THE EXERCISE ▸
Convert only the lines of the records from the line containing "Spot every standing" through the line containing "[0,0,850,480]", both included, into a JSON list of strings with one string per line. Omit blank lines.

RECORD LIST ▸
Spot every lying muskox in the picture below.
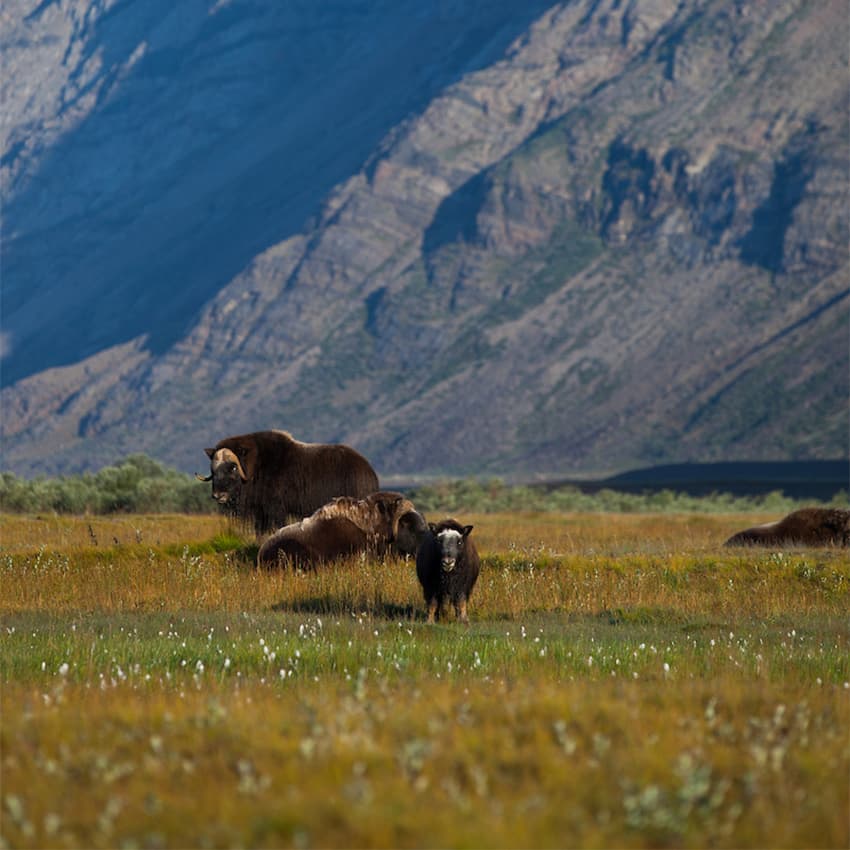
[416,519,479,623]
[196,431,378,536]
[257,491,428,569]
[724,508,850,546]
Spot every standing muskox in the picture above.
[196,431,378,536]
[724,508,850,546]
[416,519,479,623]
[257,491,428,569]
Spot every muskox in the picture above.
[416,519,479,623]
[724,508,850,546]
[257,491,428,569]
[196,431,378,537]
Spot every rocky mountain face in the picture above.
[0,0,850,480]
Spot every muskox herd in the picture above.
[197,431,850,623]
[197,431,478,622]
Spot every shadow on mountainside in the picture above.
[2,0,551,385]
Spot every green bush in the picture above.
[409,478,847,514]
[0,454,214,514]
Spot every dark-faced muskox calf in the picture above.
[257,490,428,569]
[416,519,479,623]
[725,508,850,546]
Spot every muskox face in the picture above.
[197,449,247,505]
[432,525,472,573]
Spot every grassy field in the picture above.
[0,506,850,848]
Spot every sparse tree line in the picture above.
[0,454,847,514]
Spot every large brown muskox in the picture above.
[257,491,427,569]
[724,508,850,546]
[416,519,480,623]
[196,431,378,536]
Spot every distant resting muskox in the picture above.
[257,491,428,569]
[416,519,479,623]
[724,508,850,546]
[196,431,378,537]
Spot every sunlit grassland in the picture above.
[0,513,850,847]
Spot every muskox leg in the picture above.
[428,596,438,623]
[455,596,469,625]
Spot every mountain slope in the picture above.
[4,2,850,475]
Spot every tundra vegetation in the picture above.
[0,505,850,848]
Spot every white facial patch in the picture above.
[437,528,463,549]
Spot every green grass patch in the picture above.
[0,513,850,848]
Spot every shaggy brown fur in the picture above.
[257,491,427,567]
[257,516,368,570]
[725,508,850,546]
[416,519,480,623]
[198,431,378,536]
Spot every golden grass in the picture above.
[0,514,850,847]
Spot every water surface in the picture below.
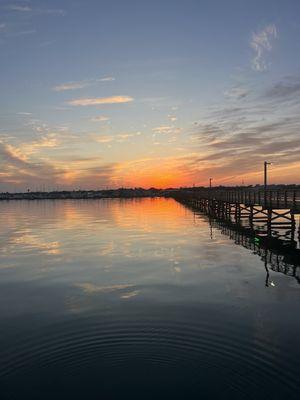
[0,199,300,400]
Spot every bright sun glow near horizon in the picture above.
[0,0,300,191]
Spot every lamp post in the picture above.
[264,161,272,207]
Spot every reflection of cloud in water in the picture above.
[120,290,140,299]
[75,282,134,294]
[10,233,61,255]
[99,242,115,256]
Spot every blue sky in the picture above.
[0,0,300,190]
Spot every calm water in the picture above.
[0,199,300,400]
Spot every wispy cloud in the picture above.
[6,3,65,16]
[98,76,116,82]
[7,4,32,12]
[91,115,109,122]
[152,125,181,134]
[53,81,90,92]
[67,96,134,106]
[266,76,300,101]
[250,24,278,71]
[224,86,250,100]
[53,76,115,92]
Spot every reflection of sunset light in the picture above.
[11,234,61,255]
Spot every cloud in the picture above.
[224,86,250,100]
[92,135,114,143]
[152,125,180,134]
[7,4,32,12]
[6,4,65,16]
[250,24,278,71]
[266,76,300,100]
[98,76,116,82]
[53,81,90,92]
[91,115,109,122]
[67,96,134,106]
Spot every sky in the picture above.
[0,0,300,191]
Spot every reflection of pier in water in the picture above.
[173,191,300,286]
[204,218,300,286]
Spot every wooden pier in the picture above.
[172,188,300,245]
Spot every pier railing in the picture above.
[175,189,300,212]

WRITTEN ANSWER ▸
[
  "Spot every standing muskox in the picture above.",
  "[196,431,378,536]",
  "[724,508,850,546]",
  "[416,519,479,623]",
  "[257,491,428,569]",
  "Spot every muskox in the picture above.",
  "[416,519,479,623]",
  "[724,508,850,546]",
  "[257,491,428,569]",
  "[196,431,378,537]",
  "Spot every rocky mountain face in the picture above.",
  "[0,0,850,480]"
]